**TASK:**
Print every record below exactly as written.
** Begin PROVIDED ENTRIES **
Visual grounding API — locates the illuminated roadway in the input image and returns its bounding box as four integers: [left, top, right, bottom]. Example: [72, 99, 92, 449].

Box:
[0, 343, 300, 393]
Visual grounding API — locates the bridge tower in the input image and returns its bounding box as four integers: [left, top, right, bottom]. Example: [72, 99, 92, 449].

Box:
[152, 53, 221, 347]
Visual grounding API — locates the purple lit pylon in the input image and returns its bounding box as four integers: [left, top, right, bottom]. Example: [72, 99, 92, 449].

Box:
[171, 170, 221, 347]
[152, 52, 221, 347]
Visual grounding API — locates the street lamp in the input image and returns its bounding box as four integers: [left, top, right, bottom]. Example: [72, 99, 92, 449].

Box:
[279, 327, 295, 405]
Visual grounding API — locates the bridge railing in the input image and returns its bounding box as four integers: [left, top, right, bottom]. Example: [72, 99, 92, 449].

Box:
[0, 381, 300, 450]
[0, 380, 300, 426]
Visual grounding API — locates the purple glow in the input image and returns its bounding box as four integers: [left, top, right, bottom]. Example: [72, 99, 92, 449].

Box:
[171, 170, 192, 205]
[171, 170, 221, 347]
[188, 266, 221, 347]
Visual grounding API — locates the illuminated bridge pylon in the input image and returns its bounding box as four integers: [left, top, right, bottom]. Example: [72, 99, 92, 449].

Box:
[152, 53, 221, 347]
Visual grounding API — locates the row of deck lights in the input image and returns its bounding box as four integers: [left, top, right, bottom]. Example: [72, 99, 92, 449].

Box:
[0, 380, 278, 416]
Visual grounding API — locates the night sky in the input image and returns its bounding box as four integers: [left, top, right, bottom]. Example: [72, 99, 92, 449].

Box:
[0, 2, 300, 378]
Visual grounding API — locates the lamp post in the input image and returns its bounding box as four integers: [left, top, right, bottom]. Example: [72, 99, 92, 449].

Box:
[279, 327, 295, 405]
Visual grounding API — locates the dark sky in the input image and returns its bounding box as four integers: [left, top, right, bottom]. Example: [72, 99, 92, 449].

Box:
** End PROVIDED ENTRIES **
**SOLUTION TO THIS EXERCISE:**
Visual grounding API — locates the illuminated roadway in the input image and returns its bounding box as four integers: [left, top, right, bottom]. Example: [72, 99, 92, 449].

Box:
[0, 343, 300, 393]
Visual grounding API — locates the bridge tower in the input image and returns its bounding box as four integers: [left, top, right, bottom]. Example: [72, 99, 92, 449].

Box:
[152, 53, 221, 347]
Visual grounding API — locates the purple lit pylon in the input image and returns its bounding box as four integers: [left, top, right, bottom]. Example: [72, 99, 92, 449].

Box:
[171, 170, 221, 347]
[152, 52, 221, 347]
Visual grounding API — locates the street lamp in the input image and returns its bounding box as four integers: [left, top, right, bottom]. Example: [72, 99, 92, 449].

Box:
[279, 327, 295, 405]
Visual grounding API — locates the bridge railing in the input image and returns its bounding box as four integers: [left, top, right, bottom]. Example: [72, 99, 92, 449].

Box:
[0, 381, 300, 450]
[0, 380, 300, 426]
Visual grounding API — locates the purple glow in the input image and returns its bounding box as four integers: [left, top, right, bottom]. Example: [72, 99, 92, 449].

Box:
[171, 170, 192, 205]
[171, 170, 221, 347]
[188, 266, 221, 347]
Visual grounding API — locates the illuminated bridge pylon in the input image and returns its bounding box as four integers: [left, top, right, bottom]. Example: [72, 99, 92, 449].

Box:
[152, 53, 221, 347]
Visual grounding API — locates the row of deck lights in the input image and returns its bounding box as four integers: [left, top, right, bottom]. Example: [72, 99, 92, 449].

Box:
[0, 380, 278, 416]
Visual grounding API — locates the night sky in the input image and returns its bounding box as four integers: [left, top, right, bottom]. Example: [72, 99, 92, 449].

Box:
[0, 2, 300, 378]
Visual grounding API — locates the lamp post in the input image and returns its bounding box as four integers: [left, top, right, bottom]. Example: [72, 99, 92, 449].

Box:
[279, 327, 295, 405]
Visual grounding API — locates the dark sky in the input image and returns its bounding box as four integers: [left, top, right, bottom]. Example: [72, 99, 92, 449].

Box:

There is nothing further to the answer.